CONSIGNE: Dans le texte sur l'asthme professionnel, expliquez en une à trois phrases pourquoi le pâtissier et le peintre automobile sont cités comme des cas où cette maladie est fréquente.

Asthme professionnel
Le travail dans le nez
(Agence Science-Presse) - Ce n'est ni votre
patron, ni la répétition de vos tâches
mais il y a quelque chose dans l'air que vous ne supportez
plus. Invisible, sournois, un produit volatil vous rend
la vie impossible.
L'asthme professionnel est une maladie fréquente
chez le pâtissier qui respire de la farine à
longueur de journée, ou chez le peintre automobile
qui oeuvre dans les vapeurs d'isocyanates. Si l'asthme
proprement dit affecte de 5 à 10% de la population,
un cas d'asthme sur dix à l'âge adulte aurait
une cause professionnelle. "Le retrait du travail est
souvent ce qui est envisagé ", annonce la Dr
Manon Labrecque, pneumologue de l'Hôpital du Sacré-Coeur
de Montréal.

JEU DE DONNÉES:

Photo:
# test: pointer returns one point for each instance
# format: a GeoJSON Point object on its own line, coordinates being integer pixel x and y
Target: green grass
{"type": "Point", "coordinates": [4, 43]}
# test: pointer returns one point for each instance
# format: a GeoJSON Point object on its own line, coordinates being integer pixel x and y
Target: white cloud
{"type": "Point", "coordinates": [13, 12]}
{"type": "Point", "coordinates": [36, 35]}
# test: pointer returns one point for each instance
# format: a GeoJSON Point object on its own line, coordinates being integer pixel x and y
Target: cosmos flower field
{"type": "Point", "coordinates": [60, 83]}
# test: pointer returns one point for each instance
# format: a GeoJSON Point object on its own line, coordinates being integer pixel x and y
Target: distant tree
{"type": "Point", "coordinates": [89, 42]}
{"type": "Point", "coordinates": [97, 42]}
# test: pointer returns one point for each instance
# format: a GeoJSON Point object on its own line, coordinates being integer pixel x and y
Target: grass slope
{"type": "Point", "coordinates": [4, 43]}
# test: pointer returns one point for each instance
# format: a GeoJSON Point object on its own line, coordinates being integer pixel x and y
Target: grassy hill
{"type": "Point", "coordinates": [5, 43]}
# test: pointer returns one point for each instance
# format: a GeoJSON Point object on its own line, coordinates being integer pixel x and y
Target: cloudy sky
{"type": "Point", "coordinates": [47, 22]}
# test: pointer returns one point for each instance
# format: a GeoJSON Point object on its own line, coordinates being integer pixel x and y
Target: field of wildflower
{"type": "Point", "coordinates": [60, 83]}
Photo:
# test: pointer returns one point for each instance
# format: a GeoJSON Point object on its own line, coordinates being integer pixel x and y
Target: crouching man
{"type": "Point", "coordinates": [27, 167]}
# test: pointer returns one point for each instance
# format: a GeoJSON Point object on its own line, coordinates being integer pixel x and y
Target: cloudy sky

ZONE DE RÉPONSE: Le pâtissier respire de la farine à longueur de journée, et le peintre automobile travaille dans les vapeurs d'isocyanates. Tous deux sont donc exposés, dans leur travail, à un produit présent dans l'air.